Work instruction.
Search the listing below for the line containing "# each pair looks like [[151, 185]]". From there through the line containing "# each pair looks like [[137, 150]]", transcribe every line exactly, both ends included.

Data provided.
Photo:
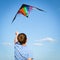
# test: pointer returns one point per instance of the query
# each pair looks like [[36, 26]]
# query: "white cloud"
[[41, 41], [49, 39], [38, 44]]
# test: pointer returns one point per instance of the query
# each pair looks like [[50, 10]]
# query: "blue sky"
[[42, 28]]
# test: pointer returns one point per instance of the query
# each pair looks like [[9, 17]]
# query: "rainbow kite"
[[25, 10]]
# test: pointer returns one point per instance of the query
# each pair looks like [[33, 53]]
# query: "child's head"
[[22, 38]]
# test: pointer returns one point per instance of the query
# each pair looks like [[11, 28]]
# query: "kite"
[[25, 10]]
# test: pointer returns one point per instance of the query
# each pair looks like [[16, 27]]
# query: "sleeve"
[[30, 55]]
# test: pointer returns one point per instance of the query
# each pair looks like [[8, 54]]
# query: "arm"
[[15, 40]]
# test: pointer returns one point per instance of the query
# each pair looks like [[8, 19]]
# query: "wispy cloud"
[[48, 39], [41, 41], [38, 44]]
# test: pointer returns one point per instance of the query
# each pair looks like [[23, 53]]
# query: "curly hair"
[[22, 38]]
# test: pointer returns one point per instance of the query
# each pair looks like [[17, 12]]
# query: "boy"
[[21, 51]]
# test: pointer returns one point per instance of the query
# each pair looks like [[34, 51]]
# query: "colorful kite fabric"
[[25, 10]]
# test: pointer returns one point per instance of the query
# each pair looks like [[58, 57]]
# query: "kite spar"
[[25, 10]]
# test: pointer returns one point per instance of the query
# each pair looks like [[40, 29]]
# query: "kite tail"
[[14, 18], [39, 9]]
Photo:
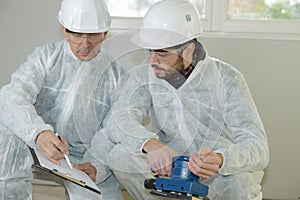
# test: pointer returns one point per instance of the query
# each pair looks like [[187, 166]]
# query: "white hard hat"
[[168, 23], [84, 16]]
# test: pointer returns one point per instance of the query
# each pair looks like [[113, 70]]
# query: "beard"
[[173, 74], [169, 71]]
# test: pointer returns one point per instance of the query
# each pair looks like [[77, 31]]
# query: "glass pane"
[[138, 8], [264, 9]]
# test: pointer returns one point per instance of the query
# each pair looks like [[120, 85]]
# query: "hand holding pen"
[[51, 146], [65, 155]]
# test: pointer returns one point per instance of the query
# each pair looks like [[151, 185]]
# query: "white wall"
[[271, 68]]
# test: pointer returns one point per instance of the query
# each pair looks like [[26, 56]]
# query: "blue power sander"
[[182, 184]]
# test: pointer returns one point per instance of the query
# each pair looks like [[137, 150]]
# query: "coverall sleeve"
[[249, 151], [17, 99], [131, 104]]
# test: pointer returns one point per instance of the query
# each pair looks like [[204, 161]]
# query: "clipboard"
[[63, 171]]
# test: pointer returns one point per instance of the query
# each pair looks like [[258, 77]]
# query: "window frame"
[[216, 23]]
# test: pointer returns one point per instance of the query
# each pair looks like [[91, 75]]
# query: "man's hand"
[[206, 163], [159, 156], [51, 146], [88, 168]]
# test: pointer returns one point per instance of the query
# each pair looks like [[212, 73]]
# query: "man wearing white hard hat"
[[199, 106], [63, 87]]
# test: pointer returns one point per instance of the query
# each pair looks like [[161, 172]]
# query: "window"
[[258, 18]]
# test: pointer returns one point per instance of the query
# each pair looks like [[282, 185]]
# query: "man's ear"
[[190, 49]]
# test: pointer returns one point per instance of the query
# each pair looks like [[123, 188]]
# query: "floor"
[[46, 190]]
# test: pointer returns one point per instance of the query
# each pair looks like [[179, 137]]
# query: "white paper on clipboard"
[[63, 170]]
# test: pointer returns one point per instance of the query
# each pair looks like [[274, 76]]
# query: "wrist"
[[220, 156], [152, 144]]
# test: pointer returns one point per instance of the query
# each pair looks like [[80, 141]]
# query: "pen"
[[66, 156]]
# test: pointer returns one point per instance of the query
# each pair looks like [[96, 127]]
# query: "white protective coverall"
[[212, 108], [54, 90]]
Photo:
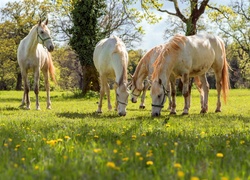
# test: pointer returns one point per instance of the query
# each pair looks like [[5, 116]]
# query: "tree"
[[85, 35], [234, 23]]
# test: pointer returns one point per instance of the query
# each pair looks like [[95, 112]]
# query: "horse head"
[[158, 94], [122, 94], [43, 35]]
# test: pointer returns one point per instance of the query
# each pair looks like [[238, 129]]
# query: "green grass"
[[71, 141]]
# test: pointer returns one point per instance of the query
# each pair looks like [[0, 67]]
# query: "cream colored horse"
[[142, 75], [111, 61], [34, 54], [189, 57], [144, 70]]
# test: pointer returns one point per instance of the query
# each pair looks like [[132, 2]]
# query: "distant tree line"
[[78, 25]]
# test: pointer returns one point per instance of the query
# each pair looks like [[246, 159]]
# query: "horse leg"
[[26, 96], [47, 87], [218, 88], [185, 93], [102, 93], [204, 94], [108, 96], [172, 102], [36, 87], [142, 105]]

==

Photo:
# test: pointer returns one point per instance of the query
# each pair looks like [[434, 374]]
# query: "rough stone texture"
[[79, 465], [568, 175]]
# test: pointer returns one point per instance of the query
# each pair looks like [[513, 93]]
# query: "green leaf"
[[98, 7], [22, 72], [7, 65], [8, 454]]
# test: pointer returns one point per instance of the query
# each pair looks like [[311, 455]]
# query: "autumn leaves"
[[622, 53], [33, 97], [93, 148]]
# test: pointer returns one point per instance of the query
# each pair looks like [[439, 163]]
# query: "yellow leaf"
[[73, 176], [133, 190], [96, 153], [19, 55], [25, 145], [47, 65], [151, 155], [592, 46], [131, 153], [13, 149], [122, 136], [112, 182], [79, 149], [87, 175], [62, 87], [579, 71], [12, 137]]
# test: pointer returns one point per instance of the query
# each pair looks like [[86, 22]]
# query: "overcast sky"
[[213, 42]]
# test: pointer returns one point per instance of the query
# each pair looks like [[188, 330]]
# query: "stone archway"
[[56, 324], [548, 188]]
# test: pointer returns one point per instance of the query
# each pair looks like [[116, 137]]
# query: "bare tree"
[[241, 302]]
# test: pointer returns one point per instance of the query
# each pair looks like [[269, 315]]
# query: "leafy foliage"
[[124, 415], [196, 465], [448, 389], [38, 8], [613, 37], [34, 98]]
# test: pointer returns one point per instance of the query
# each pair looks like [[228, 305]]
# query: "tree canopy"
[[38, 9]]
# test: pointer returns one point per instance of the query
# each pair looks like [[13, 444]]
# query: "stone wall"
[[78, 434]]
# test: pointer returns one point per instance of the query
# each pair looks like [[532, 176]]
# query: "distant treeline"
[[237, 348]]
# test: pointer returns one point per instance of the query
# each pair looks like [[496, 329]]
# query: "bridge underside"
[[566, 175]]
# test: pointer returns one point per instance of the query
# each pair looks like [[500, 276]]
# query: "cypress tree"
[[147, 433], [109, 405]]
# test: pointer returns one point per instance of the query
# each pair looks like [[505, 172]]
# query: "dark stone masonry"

Response area.
# each pair looks like [[151, 185]]
# query: "white wall"
[[271, 68]]
# test: pointer returns one point per instance of the query
# each pair looks like [[26, 56]]
# query: "blue power sander"
[[182, 184]]
# test: pointer returns one point per instance of the query
# each pair looks like [[137, 150]]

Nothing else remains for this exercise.